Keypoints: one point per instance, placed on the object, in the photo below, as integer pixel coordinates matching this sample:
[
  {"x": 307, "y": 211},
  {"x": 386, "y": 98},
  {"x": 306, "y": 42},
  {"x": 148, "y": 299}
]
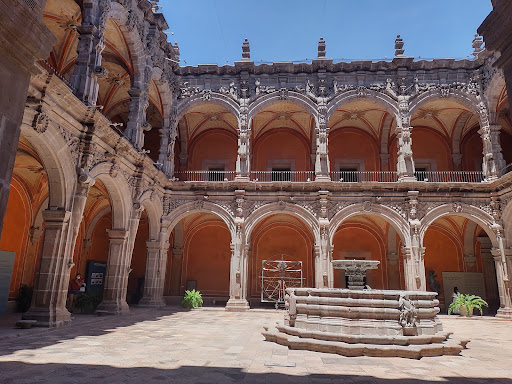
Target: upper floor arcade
[{"x": 440, "y": 121}]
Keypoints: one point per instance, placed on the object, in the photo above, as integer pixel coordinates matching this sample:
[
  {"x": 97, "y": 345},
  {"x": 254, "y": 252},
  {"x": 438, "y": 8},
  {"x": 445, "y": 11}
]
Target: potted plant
[
  {"x": 192, "y": 299},
  {"x": 466, "y": 303}
]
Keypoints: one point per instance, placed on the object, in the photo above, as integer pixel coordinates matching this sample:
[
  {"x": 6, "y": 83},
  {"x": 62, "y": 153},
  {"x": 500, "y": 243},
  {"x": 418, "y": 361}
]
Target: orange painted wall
[
  {"x": 355, "y": 237},
  {"x": 207, "y": 256},
  {"x": 276, "y": 238},
  {"x": 139, "y": 256},
  {"x": 213, "y": 145},
  {"x": 427, "y": 144},
  {"x": 348, "y": 143},
  {"x": 443, "y": 253},
  {"x": 100, "y": 240},
  {"x": 281, "y": 144},
  {"x": 471, "y": 150},
  {"x": 15, "y": 232},
  {"x": 506, "y": 146}
]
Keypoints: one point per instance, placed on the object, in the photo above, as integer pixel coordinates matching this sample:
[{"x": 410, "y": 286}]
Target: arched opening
[
  {"x": 279, "y": 237},
  {"x": 282, "y": 149},
  {"x": 369, "y": 237},
  {"x": 23, "y": 222},
  {"x": 439, "y": 127},
  {"x": 136, "y": 278},
  {"x": 206, "y": 147},
  {"x": 199, "y": 258},
  {"x": 458, "y": 254}
]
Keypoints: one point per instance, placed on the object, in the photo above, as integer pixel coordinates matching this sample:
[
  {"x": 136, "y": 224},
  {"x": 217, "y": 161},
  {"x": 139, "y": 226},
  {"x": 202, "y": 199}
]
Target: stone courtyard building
[{"x": 182, "y": 177}]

• _The request_
Can you copy every item above word for word, omitting the picture from your copy?

• _Written reply_
Keypoints: one point per instance, placed on the object, in the photo below, as integer pixel coordinates matching this sample:
[
  {"x": 307, "y": 211},
  {"x": 386, "y": 98},
  {"x": 306, "y": 42},
  {"x": 148, "y": 299}
]
Target: upper floor arcade
[{"x": 440, "y": 121}]
Keypoints: one point per instance, placed on the object, in the photo above, as integer pixel coordinates matching this sample:
[
  {"x": 97, "y": 345},
  {"x": 254, "y": 252},
  {"x": 438, "y": 8},
  {"x": 445, "y": 11}
]
Target: potted plant
[
  {"x": 192, "y": 299},
  {"x": 466, "y": 303}
]
Keypoints: one point per instance, placed on the object, in the photo above, as integer pixel coordinates matching this sample:
[
  {"x": 6, "y": 83},
  {"x": 62, "y": 153},
  {"x": 500, "y": 243},
  {"x": 418, "y": 361}
]
Target: orange painted wall
[
  {"x": 355, "y": 237},
  {"x": 207, "y": 256},
  {"x": 276, "y": 238},
  {"x": 139, "y": 256},
  {"x": 213, "y": 145},
  {"x": 427, "y": 144},
  {"x": 348, "y": 143},
  {"x": 443, "y": 253},
  {"x": 100, "y": 240},
  {"x": 281, "y": 144},
  {"x": 471, "y": 150},
  {"x": 15, "y": 232},
  {"x": 506, "y": 146}
]
Keypoints: one point per instance, placed on the object, in the photo above, as integer pixel coordinates matching this sample:
[{"x": 410, "y": 286}]
Target: arched opening
[
  {"x": 279, "y": 237},
  {"x": 282, "y": 149},
  {"x": 369, "y": 237},
  {"x": 23, "y": 222},
  {"x": 439, "y": 127},
  {"x": 136, "y": 278},
  {"x": 206, "y": 147},
  {"x": 199, "y": 258},
  {"x": 458, "y": 254}
]
Keypoints: one point per instance, placed on the object, in the photo above, as integer pixel coordinates matching this sample:
[
  {"x": 136, "y": 224},
  {"x": 217, "y": 161},
  {"x": 139, "y": 226},
  {"x": 202, "y": 199}
]
Target: stone courtyard building
[{"x": 182, "y": 177}]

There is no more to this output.